● Requirement
Identify all lines below that hold "rock" and collect them.

● Source material
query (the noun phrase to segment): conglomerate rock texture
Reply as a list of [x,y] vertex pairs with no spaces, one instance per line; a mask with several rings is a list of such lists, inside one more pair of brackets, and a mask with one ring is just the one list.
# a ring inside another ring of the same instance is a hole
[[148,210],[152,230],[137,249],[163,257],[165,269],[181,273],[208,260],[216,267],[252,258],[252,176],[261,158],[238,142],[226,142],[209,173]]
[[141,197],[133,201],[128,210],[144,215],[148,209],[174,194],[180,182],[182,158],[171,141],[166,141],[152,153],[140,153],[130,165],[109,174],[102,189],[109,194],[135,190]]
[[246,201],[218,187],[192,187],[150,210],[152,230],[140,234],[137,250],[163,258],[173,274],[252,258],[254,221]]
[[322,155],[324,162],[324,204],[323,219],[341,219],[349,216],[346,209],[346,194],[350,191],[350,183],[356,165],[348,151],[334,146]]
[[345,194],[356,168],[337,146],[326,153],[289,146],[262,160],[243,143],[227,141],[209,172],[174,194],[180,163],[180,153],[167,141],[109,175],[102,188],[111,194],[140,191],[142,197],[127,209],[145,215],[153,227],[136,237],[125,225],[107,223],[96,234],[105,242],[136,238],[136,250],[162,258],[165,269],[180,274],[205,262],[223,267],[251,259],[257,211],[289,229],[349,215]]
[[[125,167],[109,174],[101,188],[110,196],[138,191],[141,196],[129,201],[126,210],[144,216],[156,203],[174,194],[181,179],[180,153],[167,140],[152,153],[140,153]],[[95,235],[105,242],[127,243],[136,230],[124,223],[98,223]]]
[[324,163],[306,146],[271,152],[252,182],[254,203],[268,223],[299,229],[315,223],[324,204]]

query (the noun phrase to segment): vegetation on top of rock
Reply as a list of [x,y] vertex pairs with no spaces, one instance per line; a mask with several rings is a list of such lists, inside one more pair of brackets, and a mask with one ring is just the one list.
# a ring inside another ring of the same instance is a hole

● Reply to the exercise
query (the noun phrase to segment): conglomerate rock texture
query (the noun phrase to segment): vegetation on top of rock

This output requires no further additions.